▶ EXERCISE
Filter the material below down to the lines that contain the word "roof". Copy each such line unchanged.

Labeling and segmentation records

--

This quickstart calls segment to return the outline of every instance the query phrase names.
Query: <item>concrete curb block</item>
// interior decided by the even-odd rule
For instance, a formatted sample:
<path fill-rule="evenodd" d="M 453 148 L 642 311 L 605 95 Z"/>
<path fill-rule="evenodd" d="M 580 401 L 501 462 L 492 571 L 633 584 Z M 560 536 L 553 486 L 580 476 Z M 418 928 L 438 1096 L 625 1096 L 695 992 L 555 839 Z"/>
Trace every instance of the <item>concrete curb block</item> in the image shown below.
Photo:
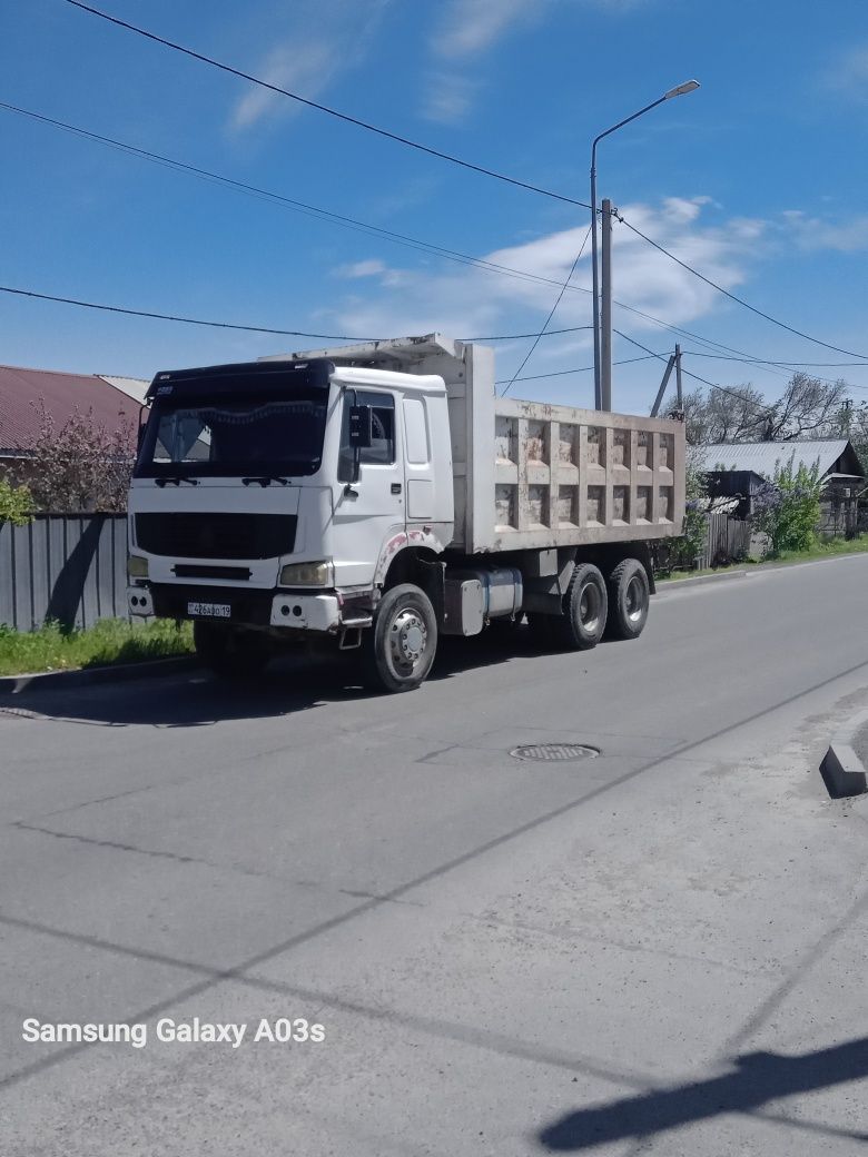
<path fill-rule="evenodd" d="M 746 570 L 724 570 L 719 575 L 697 575 L 694 578 L 661 578 L 657 583 L 657 594 L 664 590 L 672 590 L 676 587 L 700 587 L 706 582 L 724 582 L 727 578 L 746 578 Z"/>
<path fill-rule="evenodd" d="M 0 678 L 0 695 L 20 695 L 32 691 L 68 691 L 97 683 L 131 683 L 135 679 L 155 679 L 168 675 L 193 671 L 199 664 L 196 656 L 157 658 L 144 663 L 124 663 L 117 666 L 94 666 L 74 671 L 46 671 L 44 675 L 10 675 Z"/>
<path fill-rule="evenodd" d="M 868 723 L 868 712 L 860 712 L 848 720 L 846 725 L 832 736 L 829 751 L 819 765 L 819 774 L 833 799 L 865 795 L 868 791 L 865 765 L 853 750 L 853 739 L 866 723 Z"/>

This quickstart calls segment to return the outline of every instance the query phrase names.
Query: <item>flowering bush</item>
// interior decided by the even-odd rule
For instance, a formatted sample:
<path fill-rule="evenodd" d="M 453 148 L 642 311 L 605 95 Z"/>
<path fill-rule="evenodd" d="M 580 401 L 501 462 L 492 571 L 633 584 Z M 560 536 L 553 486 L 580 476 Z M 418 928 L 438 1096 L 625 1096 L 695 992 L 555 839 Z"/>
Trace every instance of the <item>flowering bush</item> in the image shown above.
<path fill-rule="evenodd" d="M 751 519 L 768 536 L 772 554 L 808 551 L 817 540 L 819 495 L 823 488 L 819 463 L 808 470 L 794 466 L 795 452 L 786 465 L 775 464 L 774 474 L 753 500 Z"/>
<path fill-rule="evenodd" d="M 45 400 L 34 404 L 39 433 L 28 462 L 30 491 L 38 509 L 53 511 L 125 510 L 135 456 L 135 432 L 118 414 L 110 430 L 91 412 L 78 410 L 58 426 Z"/>

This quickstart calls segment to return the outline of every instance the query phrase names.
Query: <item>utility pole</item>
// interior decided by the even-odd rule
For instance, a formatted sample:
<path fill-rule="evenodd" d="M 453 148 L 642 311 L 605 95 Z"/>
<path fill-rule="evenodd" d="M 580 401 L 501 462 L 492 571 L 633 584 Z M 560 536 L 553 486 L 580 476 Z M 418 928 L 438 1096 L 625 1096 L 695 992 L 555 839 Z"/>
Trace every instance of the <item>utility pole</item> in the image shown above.
<path fill-rule="evenodd" d="M 612 202 L 603 199 L 603 268 L 599 309 L 599 408 L 612 408 Z"/>
<path fill-rule="evenodd" d="M 684 413 L 684 393 L 682 392 L 682 347 L 675 345 L 675 396 L 678 399 L 678 413 Z"/>

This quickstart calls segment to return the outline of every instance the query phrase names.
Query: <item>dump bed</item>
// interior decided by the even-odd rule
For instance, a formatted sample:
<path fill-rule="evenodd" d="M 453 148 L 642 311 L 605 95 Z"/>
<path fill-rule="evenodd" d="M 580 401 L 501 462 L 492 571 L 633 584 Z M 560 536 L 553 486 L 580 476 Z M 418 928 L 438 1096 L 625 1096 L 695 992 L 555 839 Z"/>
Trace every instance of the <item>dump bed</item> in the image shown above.
<path fill-rule="evenodd" d="M 684 518 L 684 425 L 495 396 L 494 351 L 440 334 L 297 356 L 439 374 L 468 553 L 667 538 Z M 294 355 L 296 356 L 296 355 Z"/>

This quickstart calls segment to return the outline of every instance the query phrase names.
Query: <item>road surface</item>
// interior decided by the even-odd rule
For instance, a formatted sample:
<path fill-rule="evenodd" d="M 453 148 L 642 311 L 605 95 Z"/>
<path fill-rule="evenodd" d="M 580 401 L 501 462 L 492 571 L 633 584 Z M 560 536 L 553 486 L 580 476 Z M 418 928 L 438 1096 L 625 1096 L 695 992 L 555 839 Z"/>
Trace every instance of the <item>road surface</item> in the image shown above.
<path fill-rule="evenodd" d="M 867 557 L 671 589 L 637 642 L 450 641 L 402 697 L 0 701 L 2 1151 L 861 1152 L 868 809 L 816 768 L 867 592 Z"/>

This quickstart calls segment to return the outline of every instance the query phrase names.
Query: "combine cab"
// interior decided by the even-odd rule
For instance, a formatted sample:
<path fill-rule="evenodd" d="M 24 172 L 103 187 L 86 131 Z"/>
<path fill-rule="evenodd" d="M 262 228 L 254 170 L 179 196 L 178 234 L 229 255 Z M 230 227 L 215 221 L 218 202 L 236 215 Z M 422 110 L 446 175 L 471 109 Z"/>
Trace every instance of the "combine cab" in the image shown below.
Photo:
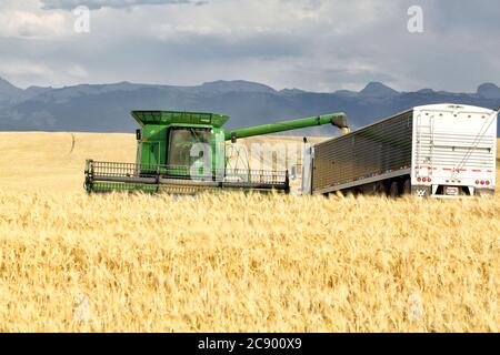
<path fill-rule="evenodd" d="M 288 193 L 288 171 L 228 169 L 226 142 L 267 133 L 331 123 L 347 130 L 343 113 L 282 121 L 224 131 L 230 116 L 218 113 L 132 111 L 137 130 L 136 163 L 86 164 L 90 192 L 198 192 L 207 189 L 281 191 Z"/>

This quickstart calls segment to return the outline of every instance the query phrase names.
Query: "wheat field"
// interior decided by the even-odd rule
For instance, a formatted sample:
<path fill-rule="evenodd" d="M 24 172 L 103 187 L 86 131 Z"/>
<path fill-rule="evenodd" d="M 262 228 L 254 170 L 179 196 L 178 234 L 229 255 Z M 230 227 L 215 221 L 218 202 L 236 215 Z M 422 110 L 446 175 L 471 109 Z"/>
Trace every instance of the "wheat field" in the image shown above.
<path fill-rule="evenodd" d="M 1 332 L 500 331 L 498 193 L 89 196 L 132 135 L 0 136 Z"/>

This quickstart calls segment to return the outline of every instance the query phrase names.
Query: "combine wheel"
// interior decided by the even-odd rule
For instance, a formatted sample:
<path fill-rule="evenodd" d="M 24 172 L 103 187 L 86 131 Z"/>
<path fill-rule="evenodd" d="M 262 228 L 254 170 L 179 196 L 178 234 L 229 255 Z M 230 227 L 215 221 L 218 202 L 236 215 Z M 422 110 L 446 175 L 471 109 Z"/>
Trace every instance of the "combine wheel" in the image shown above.
<path fill-rule="evenodd" d="M 403 184 L 403 195 L 409 195 L 411 194 L 411 182 L 410 179 L 404 180 L 404 184 Z"/>

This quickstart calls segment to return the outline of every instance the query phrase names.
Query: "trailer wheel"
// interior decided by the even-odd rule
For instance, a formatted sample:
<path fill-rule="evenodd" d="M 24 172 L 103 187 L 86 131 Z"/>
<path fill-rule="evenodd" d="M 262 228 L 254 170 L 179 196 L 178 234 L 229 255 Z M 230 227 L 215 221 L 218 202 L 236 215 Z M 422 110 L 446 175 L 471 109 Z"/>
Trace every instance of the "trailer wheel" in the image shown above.
<path fill-rule="evenodd" d="M 404 180 L 402 194 L 403 195 L 411 194 L 411 181 L 410 181 L 410 179 Z"/>
<path fill-rule="evenodd" d="M 399 184 L 397 181 L 391 183 L 391 187 L 389 189 L 389 196 L 391 199 L 396 199 L 399 196 Z"/>
<path fill-rule="evenodd" d="M 383 182 L 379 181 L 376 184 L 376 194 L 378 194 L 378 195 L 384 195 L 386 194 L 386 186 L 383 185 Z"/>

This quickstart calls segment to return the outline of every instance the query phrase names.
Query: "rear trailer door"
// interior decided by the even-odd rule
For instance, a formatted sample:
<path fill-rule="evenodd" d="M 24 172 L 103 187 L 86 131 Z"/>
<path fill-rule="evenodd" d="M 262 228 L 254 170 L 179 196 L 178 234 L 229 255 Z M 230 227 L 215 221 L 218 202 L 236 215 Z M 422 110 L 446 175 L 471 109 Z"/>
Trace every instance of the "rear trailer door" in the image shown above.
<path fill-rule="evenodd" d="M 457 104 L 413 111 L 412 186 L 420 195 L 494 191 L 497 113 Z"/>

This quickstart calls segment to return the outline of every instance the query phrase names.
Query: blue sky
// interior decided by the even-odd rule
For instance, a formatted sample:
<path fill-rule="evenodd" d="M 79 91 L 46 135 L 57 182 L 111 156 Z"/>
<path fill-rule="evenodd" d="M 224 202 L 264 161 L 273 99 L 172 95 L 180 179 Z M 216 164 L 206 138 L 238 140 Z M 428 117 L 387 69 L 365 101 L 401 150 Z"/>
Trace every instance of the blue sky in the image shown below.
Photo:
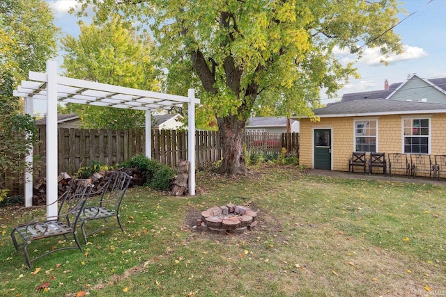
<path fill-rule="evenodd" d="M 54 10 L 55 24 L 62 29 L 62 33 L 77 36 L 79 32 L 78 19 L 68 13 L 76 1 L 45 1 Z M 351 79 L 338 91 L 337 98 L 328 99 L 322 95 L 323 103 L 339 100 L 344 93 L 383 89 L 385 79 L 390 84 L 402 82 L 414 73 L 424 79 L 446 77 L 446 0 L 406 0 L 401 3 L 408 15 L 413 13 L 394 29 L 401 37 L 405 52 L 390 56 L 389 65 L 385 66 L 379 63 L 381 57 L 377 49 L 367 49 L 356 64 L 361 78 Z M 400 20 L 408 15 L 401 15 Z M 345 62 L 353 58 L 341 51 L 339 56 Z M 57 61 L 61 63 L 61 58 Z"/>

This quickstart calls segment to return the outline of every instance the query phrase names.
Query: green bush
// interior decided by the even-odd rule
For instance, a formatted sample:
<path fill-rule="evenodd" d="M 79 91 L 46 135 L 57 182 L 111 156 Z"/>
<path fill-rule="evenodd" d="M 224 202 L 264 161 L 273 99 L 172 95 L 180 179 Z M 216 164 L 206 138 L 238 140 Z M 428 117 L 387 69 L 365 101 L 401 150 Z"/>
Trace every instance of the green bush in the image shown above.
<path fill-rule="evenodd" d="M 146 174 L 144 185 L 158 190 L 169 190 L 176 170 L 142 154 L 135 154 L 121 164 L 127 168 L 139 168 Z"/>
<path fill-rule="evenodd" d="M 100 170 L 108 170 L 111 169 L 110 167 L 106 165 L 101 165 L 101 163 L 97 161 L 91 160 L 89 162 L 89 166 L 85 167 L 81 167 L 77 172 L 75 173 L 75 176 L 79 178 L 89 178 L 93 173 L 98 172 Z"/>
<path fill-rule="evenodd" d="M 145 185 L 152 188 L 169 191 L 171 184 L 176 171 L 168 166 L 162 166 L 153 173 L 151 180 L 148 180 Z"/>

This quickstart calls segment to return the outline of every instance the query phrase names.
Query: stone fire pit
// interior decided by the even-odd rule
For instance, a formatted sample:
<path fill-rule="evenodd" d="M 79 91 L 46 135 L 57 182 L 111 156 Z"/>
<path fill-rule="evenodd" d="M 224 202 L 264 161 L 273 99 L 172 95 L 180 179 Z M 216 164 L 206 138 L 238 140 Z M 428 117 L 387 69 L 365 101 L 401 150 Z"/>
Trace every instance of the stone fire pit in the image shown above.
<path fill-rule="evenodd" d="M 197 223 L 203 231 L 221 234 L 241 234 L 257 225 L 256 218 L 257 213 L 249 207 L 229 203 L 201 211 L 201 219 Z"/>

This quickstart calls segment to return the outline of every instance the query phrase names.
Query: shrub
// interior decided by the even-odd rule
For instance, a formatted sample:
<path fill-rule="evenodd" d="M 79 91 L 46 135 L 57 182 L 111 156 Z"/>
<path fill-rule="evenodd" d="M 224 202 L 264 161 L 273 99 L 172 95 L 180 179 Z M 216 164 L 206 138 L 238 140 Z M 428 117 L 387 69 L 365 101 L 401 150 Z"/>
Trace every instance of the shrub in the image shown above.
<path fill-rule="evenodd" d="M 146 175 L 144 185 L 158 190 L 169 190 L 176 170 L 142 154 L 135 154 L 121 164 L 122 167 L 138 168 Z"/>
<path fill-rule="evenodd" d="M 148 180 L 145 185 L 158 190 L 170 190 L 171 184 L 176 171 L 168 166 L 162 166 L 153 173 L 151 180 Z"/>
<path fill-rule="evenodd" d="M 89 162 L 89 166 L 85 167 L 81 167 L 75 173 L 75 176 L 79 178 L 89 178 L 93 173 L 98 172 L 100 170 L 108 170 L 111 169 L 110 167 L 106 165 L 101 165 L 101 163 L 97 161 L 91 160 Z"/>

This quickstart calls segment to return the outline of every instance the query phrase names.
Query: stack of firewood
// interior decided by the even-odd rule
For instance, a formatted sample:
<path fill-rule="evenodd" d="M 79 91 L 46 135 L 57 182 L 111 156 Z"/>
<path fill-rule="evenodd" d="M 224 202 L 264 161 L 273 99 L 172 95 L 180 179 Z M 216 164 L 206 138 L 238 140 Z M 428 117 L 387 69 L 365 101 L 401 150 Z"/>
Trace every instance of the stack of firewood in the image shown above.
<path fill-rule="evenodd" d="M 138 168 L 121 168 L 119 171 L 124 171 L 132 177 L 129 187 L 141 186 L 146 182 L 145 174 L 141 172 Z M 92 194 L 101 193 L 112 172 L 112 170 L 99 171 L 89 177 L 91 179 L 91 183 L 95 186 Z M 68 189 L 70 182 L 72 179 L 73 177 L 67 172 L 61 172 L 57 177 L 57 189 L 59 196 Z M 46 203 L 47 179 L 45 177 L 35 179 L 33 187 L 33 204 L 42 205 Z"/>

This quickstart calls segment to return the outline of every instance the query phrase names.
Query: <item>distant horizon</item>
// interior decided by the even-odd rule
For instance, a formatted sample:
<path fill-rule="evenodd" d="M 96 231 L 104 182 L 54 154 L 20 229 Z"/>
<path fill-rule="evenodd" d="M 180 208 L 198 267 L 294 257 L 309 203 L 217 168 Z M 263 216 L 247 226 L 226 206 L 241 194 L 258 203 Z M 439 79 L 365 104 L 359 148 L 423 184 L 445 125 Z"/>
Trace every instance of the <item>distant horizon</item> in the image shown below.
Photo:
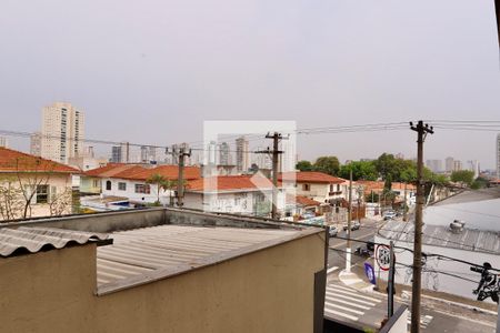
<path fill-rule="evenodd" d="M 83 110 L 87 138 L 158 145 L 202 140 L 207 120 L 318 128 L 499 117 L 488 1 L 3 1 L 0 24 L 0 130 L 36 131 L 41 109 L 61 100 Z M 424 159 L 493 169 L 496 137 L 436 129 Z M 417 145 L 408 129 L 300 135 L 297 151 L 411 159 Z"/>

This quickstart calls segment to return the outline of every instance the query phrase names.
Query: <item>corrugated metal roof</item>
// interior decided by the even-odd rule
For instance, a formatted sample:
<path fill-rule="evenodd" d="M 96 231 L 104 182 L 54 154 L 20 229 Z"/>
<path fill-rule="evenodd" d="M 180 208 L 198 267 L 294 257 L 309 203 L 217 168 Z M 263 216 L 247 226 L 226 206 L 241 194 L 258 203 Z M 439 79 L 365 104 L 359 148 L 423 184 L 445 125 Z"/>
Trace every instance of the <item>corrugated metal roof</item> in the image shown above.
<path fill-rule="evenodd" d="M 414 224 L 389 221 L 379 231 L 386 239 L 413 242 Z M 500 233 L 464 228 L 460 233 L 453 233 L 441 225 L 423 225 L 423 244 L 453 248 L 478 252 L 500 253 Z"/>
<path fill-rule="evenodd" d="M 159 225 L 116 232 L 98 248 L 98 294 L 164 279 L 292 240 L 318 229 Z"/>
<path fill-rule="evenodd" d="M 106 234 L 63 230 L 57 228 L 0 229 L 0 255 L 9 256 L 19 252 L 36 253 L 46 249 L 62 249 L 69 244 L 86 244 L 89 241 L 103 241 Z"/>

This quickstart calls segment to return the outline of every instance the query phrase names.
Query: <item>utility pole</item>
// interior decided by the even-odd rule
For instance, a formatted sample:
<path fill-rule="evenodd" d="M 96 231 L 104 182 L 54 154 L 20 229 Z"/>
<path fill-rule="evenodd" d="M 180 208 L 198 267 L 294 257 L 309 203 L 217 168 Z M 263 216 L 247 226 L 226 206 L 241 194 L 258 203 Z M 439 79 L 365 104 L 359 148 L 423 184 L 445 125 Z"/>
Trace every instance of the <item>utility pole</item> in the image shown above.
<path fill-rule="evenodd" d="M 432 127 L 419 121 L 411 130 L 418 134 L 417 139 L 417 209 L 414 212 L 414 241 L 413 241 L 413 285 L 411 290 L 411 333 L 420 332 L 420 293 L 422 284 L 422 210 L 424 201 L 423 189 L 423 142 L 428 133 L 433 134 Z"/>
<path fill-rule="evenodd" d="M 349 172 L 349 206 L 348 206 L 348 230 L 346 248 L 346 272 L 351 272 L 351 220 L 352 220 L 352 169 Z"/>
<path fill-rule="evenodd" d="M 278 219 L 278 163 L 279 155 L 283 153 L 283 151 L 279 150 L 280 140 L 287 140 L 288 138 L 283 138 L 281 133 L 274 132 L 272 135 L 268 133 L 266 139 L 272 139 L 272 151 L 263 150 L 257 151 L 256 153 L 268 153 L 272 154 L 272 206 L 271 206 L 271 219 Z"/>
<path fill-rule="evenodd" d="M 357 215 L 358 215 L 358 223 L 359 223 L 359 225 L 361 226 L 361 214 L 360 214 L 360 210 L 361 210 L 361 188 L 360 186 L 358 186 L 358 212 L 357 212 Z"/>
<path fill-rule="evenodd" d="M 176 152 L 173 152 L 174 154 Z M 182 208 L 184 204 L 182 201 L 184 199 L 184 158 L 191 155 L 191 150 L 186 151 L 186 148 L 181 147 L 179 149 L 179 176 L 177 179 L 177 205 Z"/>
<path fill-rule="evenodd" d="M 407 182 L 404 182 L 403 221 L 404 221 L 404 222 L 408 221 Z"/>

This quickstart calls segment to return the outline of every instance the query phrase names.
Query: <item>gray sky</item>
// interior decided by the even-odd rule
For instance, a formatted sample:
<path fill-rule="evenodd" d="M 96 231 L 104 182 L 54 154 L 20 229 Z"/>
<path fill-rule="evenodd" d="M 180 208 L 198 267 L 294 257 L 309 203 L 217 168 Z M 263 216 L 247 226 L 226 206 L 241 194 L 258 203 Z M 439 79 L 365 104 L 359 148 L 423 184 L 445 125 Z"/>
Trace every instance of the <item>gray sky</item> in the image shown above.
<path fill-rule="evenodd" d="M 203 120 L 299 128 L 500 120 L 492 0 L 3 0 L 0 129 L 82 108 L 87 137 L 169 144 Z M 439 131 L 426 159 L 493 168 L 496 133 Z M 414 155 L 414 133 L 299 137 L 299 154 Z"/>

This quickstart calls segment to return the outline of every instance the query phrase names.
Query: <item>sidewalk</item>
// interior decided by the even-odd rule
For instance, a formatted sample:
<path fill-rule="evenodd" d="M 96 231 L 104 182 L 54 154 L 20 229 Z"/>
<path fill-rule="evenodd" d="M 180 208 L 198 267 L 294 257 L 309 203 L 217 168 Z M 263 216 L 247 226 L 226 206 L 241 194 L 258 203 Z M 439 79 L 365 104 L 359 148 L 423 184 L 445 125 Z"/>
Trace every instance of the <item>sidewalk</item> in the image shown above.
<path fill-rule="evenodd" d="M 363 275 L 360 275 L 360 273 L 348 273 L 344 270 L 338 272 L 338 279 L 341 283 L 360 292 L 387 297 L 384 292 L 377 291 L 374 285 L 363 280 L 361 278 Z M 379 283 L 380 290 L 384 291 L 386 285 L 387 284 L 384 283 Z M 399 292 L 394 296 L 394 301 L 407 304 L 411 303 L 411 286 L 397 285 L 397 291 Z M 496 304 L 480 303 L 473 300 L 461 300 L 461 297 L 451 294 L 424 291 L 422 293 L 422 306 L 471 321 L 489 322 L 493 325 L 497 322 L 497 311 L 494 311 Z"/>

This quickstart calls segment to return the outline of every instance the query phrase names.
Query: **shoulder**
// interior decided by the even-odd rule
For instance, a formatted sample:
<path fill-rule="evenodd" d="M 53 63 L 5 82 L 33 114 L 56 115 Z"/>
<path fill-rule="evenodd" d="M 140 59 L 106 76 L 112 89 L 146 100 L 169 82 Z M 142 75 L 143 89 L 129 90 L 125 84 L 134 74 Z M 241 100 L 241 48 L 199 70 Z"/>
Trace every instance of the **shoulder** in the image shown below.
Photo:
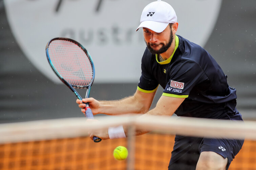
<path fill-rule="evenodd" d="M 190 41 L 180 35 L 179 37 L 179 49 L 182 54 L 182 60 L 189 60 L 199 63 L 202 61 L 212 58 L 211 55 L 199 45 Z M 204 60 L 201 60 L 202 57 Z"/>

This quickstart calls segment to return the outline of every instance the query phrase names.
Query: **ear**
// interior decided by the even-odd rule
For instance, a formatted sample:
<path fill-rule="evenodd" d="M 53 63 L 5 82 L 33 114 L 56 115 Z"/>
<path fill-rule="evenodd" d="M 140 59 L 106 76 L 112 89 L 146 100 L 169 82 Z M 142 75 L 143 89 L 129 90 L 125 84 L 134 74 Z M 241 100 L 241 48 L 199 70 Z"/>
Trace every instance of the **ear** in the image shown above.
<path fill-rule="evenodd" d="M 178 26 L 179 26 L 179 23 L 177 22 L 174 23 L 172 26 L 172 33 L 174 34 L 176 33 L 177 30 L 178 29 Z"/>

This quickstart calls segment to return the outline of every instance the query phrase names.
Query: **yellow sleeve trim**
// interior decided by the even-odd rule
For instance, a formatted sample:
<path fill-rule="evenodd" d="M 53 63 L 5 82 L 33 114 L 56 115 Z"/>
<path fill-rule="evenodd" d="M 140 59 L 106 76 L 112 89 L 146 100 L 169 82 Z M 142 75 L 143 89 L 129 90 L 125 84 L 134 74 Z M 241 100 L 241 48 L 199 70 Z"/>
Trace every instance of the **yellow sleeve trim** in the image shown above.
<path fill-rule="evenodd" d="M 140 91 L 141 92 L 144 92 L 144 93 L 153 93 L 153 92 L 154 92 L 156 91 L 156 90 L 157 89 L 157 88 L 158 88 L 158 86 L 159 85 L 158 85 L 158 86 L 157 86 L 157 87 L 156 87 L 156 88 L 154 89 L 154 90 L 144 90 L 142 88 L 140 88 L 138 86 L 137 86 L 137 89 L 138 89 L 139 91 Z"/>
<path fill-rule="evenodd" d="M 176 98 L 187 98 L 188 97 L 188 95 L 177 95 L 173 94 L 169 94 L 166 93 L 163 93 L 162 95 L 168 96 L 168 97 L 173 97 Z"/>

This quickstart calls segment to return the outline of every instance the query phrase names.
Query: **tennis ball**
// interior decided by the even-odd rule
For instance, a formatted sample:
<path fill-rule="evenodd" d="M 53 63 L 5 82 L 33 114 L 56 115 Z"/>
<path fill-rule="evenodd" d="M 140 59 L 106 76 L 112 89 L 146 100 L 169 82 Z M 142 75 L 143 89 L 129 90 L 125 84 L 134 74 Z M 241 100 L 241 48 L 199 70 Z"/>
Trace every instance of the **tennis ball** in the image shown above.
<path fill-rule="evenodd" d="M 116 160 L 121 161 L 125 160 L 128 156 L 128 150 L 124 146 L 120 146 L 114 150 L 113 155 Z"/>

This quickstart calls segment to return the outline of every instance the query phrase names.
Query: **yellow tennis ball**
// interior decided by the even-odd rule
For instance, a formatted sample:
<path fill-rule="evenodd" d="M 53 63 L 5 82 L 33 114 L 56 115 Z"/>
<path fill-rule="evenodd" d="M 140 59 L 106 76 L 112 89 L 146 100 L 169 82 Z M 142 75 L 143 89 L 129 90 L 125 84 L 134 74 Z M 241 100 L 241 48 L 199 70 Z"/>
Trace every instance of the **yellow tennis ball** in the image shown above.
<path fill-rule="evenodd" d="M 117 160 L 121 161 L 125 160 L 128 156 L 128 150 L 124 146 L 120 146 L 114 150 L 113 155 Z"/>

--

▶ SOLUTION TO THIS TASK
Query: <item>corrugated metal roof</item>
Trace every instance of the <item>corrugated metal roof</item> in the image shown above.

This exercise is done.